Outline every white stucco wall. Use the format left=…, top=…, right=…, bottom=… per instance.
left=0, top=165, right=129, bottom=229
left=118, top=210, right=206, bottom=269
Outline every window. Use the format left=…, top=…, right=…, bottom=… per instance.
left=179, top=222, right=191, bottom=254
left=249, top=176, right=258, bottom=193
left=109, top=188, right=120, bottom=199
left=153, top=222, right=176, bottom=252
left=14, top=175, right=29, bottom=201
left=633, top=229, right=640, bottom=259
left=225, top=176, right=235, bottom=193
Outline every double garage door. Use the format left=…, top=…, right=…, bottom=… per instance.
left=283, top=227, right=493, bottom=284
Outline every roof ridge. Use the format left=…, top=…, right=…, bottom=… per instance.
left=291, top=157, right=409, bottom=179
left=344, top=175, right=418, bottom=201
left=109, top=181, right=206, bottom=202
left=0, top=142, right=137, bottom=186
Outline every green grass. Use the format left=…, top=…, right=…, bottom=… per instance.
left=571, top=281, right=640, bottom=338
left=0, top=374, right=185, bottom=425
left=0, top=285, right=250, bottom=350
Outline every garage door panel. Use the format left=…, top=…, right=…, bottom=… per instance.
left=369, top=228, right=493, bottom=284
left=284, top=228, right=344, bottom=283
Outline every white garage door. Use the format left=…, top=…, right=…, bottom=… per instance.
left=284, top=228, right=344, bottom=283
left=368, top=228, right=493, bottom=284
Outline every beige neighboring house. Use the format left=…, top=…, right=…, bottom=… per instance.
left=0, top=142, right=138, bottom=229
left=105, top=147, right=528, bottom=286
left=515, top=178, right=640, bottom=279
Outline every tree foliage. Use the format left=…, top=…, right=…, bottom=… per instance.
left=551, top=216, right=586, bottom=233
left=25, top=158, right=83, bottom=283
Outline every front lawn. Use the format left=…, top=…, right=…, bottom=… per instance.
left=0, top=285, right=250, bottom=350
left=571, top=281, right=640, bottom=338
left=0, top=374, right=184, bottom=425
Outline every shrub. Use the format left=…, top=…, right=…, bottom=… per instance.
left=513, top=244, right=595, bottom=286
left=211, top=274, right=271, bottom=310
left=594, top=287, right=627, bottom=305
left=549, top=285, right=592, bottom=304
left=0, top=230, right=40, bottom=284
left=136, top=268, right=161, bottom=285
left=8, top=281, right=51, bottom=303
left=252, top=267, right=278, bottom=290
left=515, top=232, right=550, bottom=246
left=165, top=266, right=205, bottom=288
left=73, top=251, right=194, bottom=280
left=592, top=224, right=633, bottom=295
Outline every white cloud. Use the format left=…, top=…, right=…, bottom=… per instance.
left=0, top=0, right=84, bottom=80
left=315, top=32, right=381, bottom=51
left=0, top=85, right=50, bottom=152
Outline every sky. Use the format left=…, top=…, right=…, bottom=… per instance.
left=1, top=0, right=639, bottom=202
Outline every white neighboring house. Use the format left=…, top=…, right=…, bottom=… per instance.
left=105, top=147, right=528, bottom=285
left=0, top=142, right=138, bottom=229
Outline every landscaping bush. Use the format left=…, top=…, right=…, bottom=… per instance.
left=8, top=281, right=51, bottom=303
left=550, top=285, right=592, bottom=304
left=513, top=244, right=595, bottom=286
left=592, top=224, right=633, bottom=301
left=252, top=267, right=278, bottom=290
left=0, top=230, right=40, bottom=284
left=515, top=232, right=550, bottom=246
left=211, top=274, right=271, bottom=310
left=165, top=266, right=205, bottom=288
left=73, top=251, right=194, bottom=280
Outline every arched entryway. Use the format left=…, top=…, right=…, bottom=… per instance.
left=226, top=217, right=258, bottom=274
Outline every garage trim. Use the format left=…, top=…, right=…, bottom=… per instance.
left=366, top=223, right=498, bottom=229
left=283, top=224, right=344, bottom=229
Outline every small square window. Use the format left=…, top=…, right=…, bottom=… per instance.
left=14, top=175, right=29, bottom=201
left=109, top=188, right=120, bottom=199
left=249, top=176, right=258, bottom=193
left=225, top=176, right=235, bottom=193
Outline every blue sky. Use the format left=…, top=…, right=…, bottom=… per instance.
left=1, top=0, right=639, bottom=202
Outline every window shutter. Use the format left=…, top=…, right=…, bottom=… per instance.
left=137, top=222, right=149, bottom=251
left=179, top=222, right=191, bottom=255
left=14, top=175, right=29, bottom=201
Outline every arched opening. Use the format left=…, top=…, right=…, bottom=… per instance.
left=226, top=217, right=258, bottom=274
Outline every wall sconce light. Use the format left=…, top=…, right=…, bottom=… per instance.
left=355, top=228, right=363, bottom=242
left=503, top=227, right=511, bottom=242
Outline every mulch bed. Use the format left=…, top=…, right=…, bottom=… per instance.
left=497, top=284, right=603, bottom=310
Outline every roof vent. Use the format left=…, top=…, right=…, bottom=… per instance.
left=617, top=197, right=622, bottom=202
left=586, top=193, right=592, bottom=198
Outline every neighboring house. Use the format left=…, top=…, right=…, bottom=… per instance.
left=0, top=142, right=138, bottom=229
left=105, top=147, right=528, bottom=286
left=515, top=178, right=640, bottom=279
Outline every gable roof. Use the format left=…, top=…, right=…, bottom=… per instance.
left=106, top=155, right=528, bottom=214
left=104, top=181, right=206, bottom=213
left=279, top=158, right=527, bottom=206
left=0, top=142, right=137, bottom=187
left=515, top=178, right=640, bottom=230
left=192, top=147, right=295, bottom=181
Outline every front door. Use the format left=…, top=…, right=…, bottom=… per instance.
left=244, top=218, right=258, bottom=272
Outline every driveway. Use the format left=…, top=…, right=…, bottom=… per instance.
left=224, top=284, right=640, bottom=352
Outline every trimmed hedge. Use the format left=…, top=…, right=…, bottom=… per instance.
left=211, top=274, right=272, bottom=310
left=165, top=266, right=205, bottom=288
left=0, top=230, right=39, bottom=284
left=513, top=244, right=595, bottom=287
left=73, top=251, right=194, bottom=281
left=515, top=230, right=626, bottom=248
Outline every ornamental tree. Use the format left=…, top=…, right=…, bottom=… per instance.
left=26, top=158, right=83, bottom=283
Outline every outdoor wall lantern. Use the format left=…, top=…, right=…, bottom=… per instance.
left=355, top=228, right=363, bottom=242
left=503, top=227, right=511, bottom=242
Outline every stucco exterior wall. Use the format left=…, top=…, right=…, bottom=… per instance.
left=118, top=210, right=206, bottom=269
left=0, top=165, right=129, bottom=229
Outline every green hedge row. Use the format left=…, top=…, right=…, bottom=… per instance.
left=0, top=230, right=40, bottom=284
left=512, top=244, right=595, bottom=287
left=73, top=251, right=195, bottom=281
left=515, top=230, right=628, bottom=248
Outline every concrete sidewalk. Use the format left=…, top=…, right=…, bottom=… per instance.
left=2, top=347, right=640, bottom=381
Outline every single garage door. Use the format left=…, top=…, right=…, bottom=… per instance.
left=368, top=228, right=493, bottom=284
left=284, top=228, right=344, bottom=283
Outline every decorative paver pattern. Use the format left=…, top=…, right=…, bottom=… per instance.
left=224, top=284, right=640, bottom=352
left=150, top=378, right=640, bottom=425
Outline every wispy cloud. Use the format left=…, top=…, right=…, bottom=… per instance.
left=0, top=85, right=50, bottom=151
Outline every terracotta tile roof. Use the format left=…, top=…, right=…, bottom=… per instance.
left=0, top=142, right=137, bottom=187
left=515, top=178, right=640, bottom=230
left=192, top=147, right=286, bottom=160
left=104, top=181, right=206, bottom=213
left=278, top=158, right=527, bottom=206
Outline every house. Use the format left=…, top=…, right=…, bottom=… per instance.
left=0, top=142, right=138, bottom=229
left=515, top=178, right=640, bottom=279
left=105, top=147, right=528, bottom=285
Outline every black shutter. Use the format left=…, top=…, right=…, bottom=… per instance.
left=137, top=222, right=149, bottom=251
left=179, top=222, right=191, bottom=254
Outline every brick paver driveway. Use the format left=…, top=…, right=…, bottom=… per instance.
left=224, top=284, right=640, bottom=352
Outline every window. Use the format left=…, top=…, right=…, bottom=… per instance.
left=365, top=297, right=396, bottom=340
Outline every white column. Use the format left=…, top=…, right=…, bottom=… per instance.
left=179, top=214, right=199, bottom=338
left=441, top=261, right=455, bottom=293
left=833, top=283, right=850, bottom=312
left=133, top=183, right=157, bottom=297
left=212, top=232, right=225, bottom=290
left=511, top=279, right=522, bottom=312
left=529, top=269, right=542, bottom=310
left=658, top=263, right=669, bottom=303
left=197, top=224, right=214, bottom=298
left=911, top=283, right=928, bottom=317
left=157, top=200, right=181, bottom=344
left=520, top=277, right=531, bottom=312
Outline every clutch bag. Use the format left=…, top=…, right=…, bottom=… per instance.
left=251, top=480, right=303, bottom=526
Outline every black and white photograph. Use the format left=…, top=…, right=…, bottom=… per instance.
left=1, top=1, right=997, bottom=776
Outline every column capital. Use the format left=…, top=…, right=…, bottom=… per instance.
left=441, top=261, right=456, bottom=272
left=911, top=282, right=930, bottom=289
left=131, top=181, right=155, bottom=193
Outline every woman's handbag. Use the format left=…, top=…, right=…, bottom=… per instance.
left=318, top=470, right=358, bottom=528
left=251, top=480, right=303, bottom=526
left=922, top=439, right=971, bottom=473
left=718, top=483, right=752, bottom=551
* * *
**ASSIGNED TASK**
From the line containing "Outline every woman's" down to the final line of the records above, copy everything exactly and include nothing else.

**WORKED SOLUTION**
Outline every woman's handbag. Use the format left=…, top=…, right=…, bottom=… per instance.
left=318, top=470, right=358, bottom=528
left=251, top=480, right=303, bottom=526
left=922, top=439, right=971, bottom=473
left=718, top=483, right=752, bottom=551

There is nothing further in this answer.